EXERCISE PASSAGE Start Marker
Soon after these events, Washington, wishing to confine the enemy within as close quarters as possible, established his winter-quarters at Valley Forge, a high and strong position on the south side of the Schuylkill, and about twenty miles from Philadelphia. Contrary to the wishes of some of his more ardent officers, Washington refused to attack Philadelphia, nor would he be drawn out to battle by any of the repeated attempts which Howe made for that purpose. A season of sorrow and of hard trial was at hand for Washington. As we have said, the brilliant success of Gates in the north had eclipsed the reputation of the commander-in-chief, and a plot was formed at this time to supplant him by his more successful rival. But patience as well as achievement is the virtue of heroes; and Washington, calm in the midst of enemies, abated not one jot of patriotic endeavour, nor allowed himself to be turned either by friend or foe from the path which, though yet dark, he knew to be that of duty; and ere long events justified him before the world.
EXERCISE PASSAGE End Marker
DATA FOR ANALYSIS Start Marker
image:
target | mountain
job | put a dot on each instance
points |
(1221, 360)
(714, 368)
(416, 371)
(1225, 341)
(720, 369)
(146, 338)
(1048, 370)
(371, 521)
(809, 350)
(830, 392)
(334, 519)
DATA FOR ANALYSIS End Marker
Continue the passage about Washington's winter at Valley Forge from its last sentence, in the same style.

EXERCISE RESPONSE –
A gloomy winter was at hand. We will give Hildreth’s picture of the state of the camp at Valley Forge. “Such was the destitution of shoes, that all the late marches had been tracked in blood, an evil which Washington had endeavoured to mitigate by offering a premium for the best pattern of a shoe made of untanned hides. For want of blankets, many of the men were obliged to sit up all night before the camp fires. More than a quarter of the troops were reported unfit for duty, because they were ‘barefoot and otherwise naked.’ Even provisions failed; and on more than one occasion there was famine in the camp.[[21]] Diseases ensued as a matter of course; the temporary buildings used as hospitals were crowded and unfit for the purpose. Great numbers died from hospital fever alone. There was no change of linen; nor were even medicines to be obtained. The hospitals, it is said, resembled rather receptacles for the dying than places of refuge for the sick.”

Such was the American camp at Valley Forge.

Other national events besides those of war took place in the past year, to which we must now for a moment revert, and which we will give in the condensed form of Marcius Willson.

“After the colonies had thrown off their allegiance to the British crown, and had established separate governments in the states, there arose the further necessity for some common bond of union which should better enable them to act in concert as one nation. In the summer of 1775, Benjamin Franklin had proposed to the American congress articles of confederation and union among the colonies; but the majority in congress not being prepared for so decisive a step, the subject was for the time dropped, but was resumed again shortly before the declaration of independence in the following year.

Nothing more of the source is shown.